:: What you have to do ::
Write out every line of the material below word for word, with nothing changed.

● ● ● ●

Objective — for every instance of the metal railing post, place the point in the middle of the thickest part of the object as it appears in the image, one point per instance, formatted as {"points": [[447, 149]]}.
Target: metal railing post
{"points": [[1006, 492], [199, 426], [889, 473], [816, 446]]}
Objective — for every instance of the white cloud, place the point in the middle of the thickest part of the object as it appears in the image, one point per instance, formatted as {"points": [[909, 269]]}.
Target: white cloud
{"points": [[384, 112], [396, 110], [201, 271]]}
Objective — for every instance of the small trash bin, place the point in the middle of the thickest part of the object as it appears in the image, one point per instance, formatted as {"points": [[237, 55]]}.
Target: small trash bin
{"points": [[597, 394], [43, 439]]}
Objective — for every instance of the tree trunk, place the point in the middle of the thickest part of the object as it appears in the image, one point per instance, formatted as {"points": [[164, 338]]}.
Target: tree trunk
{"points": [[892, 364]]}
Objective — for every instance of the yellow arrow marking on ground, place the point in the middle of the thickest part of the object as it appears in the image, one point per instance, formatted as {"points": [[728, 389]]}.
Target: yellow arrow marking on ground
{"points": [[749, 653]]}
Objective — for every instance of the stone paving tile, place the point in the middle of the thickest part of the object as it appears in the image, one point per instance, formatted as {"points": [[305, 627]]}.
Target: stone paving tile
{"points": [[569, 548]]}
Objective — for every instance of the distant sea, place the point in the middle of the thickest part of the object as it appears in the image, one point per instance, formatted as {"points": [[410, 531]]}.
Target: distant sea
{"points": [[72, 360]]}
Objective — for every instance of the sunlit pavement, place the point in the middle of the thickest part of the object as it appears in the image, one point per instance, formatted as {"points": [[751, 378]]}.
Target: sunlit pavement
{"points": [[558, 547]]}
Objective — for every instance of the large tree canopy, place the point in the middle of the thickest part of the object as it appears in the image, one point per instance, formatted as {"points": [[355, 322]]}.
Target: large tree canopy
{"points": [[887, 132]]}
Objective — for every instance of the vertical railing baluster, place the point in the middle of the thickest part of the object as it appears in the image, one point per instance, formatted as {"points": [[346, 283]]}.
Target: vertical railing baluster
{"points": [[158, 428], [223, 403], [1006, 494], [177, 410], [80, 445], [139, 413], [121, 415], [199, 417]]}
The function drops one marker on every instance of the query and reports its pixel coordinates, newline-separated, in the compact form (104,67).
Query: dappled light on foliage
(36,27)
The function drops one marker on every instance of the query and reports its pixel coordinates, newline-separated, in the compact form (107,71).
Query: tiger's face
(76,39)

● ● ● ●

:: Task result ::
Objective — for every instance of the metal railing post, place the point in the middle of the thickest part of the object as it appears in the image, one point per instance, formatted as {"points": [[447, 149]]}.
Target: metal railing post
{"points": [[1006, 492], [199, 426], [889, 473], [816, 446]]}
Objective — for every instance of the white cloud, place the point in the middle of the thickest part of the object as it appears in the image, one point per instance, formatted as {"points": [[909, 269]]}.
Target: white cloud
{"points": [[384, 112], [396, 110], [201, 271]]}
Objective — for every instance of the small trash bin, place the point in the middle of the thickest part of the object as it appears in the image, one point per instance, formatted as {"points": [[237, 55]]}.
Target: small trash bin
{"points": [[597, 394], [43, 439]]}
Objective — for every instance of the tree trunk, place the point in the middle of the thickest part of the object as it appears in the image, one point per instance, formatted as {"points": [[164, 338]]}.
Target: tree trunk
{"points": [[892, 364]]}
Objective — for every instance of the yellow arrow marking on ground, place the point in the middle of the thickest part of the object as it appears in the image, one point per instance, formatted as {"points": [[728, 389]]}.
Target: yellow arrow marking on ground
{"points": [[749, 653]]}
Objective — for every instance of the stone paving tile, place the point in the middle of the thickest part of the object as it appears in the image, one point per instance, formatted as {"points": [[305, 627]]}.
Target: stone paving tile
{"points": [[569, 548]]}
Objective — for every instance of the distant sea, place the point in the middle of the thickest part of the object as it appears in the image, one point per instance, formatted as {"points": [[410, 531]]}.
Target: distant sea
{"points": [[72, 360]]}
Objective — for every instance of the sunlit pavement, place the point in the middle of the thickest part of the object as it appears in the image, one point per instance, formatted as {"points": [[751, 378]]}.
Target: sunlit pavement
{"points": [[558, 547]]}
Objective — for every instance of the large tree canopy, place the point in the middle of the thickest part of the object as it appears in the image, one point per instance, formatted as {"points": [[355, 322]]}.
Target: large tree canopy
{"points": [[887, 132]]}
Objective — for every instance of the vertical railing baluster, place the point in the middle of the thickest part of the object as it appears in the image, one point per instance, formatted as {"points": [[346, 283]]}.
Target: vertical railing baluster
{"points": [[158, 428], [223, 403], [1006, 494], [177, 410], [80, 445], [139, 413], [121, 415], [199, 417]]}
The function drops one marker on every instance of the query and reports its pixel coordinates, newline-separated, in the compact form (104,67).
Query: dappled light on foliage
(36,27)
The function drops one marker on every instance of the query and reports its pixel coordinates, newline-separated, in the compact form (107,71).
Query: tiger's face
(76,39)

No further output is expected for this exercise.